THE RECORDS
-- Opening Marker --

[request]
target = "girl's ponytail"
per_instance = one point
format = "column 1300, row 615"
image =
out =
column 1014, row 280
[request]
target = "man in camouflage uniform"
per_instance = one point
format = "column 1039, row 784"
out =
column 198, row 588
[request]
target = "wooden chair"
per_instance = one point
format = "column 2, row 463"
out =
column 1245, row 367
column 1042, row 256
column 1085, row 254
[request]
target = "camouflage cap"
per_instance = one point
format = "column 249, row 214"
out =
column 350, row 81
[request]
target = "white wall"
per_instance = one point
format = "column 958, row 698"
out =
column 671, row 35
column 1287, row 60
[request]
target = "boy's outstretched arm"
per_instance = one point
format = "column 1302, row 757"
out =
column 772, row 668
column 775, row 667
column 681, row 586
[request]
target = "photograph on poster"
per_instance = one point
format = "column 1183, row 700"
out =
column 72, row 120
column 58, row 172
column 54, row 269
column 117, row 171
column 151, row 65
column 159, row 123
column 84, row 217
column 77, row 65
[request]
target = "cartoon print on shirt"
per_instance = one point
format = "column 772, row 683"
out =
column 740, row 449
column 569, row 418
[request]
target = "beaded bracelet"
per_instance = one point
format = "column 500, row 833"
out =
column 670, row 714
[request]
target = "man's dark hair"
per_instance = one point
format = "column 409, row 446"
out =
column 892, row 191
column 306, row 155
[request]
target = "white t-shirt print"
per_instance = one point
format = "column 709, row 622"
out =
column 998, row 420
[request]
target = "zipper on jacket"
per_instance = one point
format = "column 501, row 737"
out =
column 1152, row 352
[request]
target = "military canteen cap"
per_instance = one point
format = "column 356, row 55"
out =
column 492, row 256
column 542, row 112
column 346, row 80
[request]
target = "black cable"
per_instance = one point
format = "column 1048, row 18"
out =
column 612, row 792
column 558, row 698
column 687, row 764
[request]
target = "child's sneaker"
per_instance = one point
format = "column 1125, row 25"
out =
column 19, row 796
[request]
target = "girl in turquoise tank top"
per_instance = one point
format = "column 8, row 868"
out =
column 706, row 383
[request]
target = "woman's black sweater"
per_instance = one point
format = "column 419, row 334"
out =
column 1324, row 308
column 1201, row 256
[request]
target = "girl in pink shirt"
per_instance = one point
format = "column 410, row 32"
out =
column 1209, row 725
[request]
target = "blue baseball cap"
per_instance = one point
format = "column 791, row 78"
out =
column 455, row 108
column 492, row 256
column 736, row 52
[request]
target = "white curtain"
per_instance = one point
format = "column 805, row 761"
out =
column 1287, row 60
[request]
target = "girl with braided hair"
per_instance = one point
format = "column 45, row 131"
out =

-- Closing Marker --

PROBLEM
Check each line of the data for "shirt". Copy the lines where it turns up.

RESPONSE TO THIS TASK
target = "cartoon print on shirt"
target = "white t-shirt print"
target = "girl in pink shirt"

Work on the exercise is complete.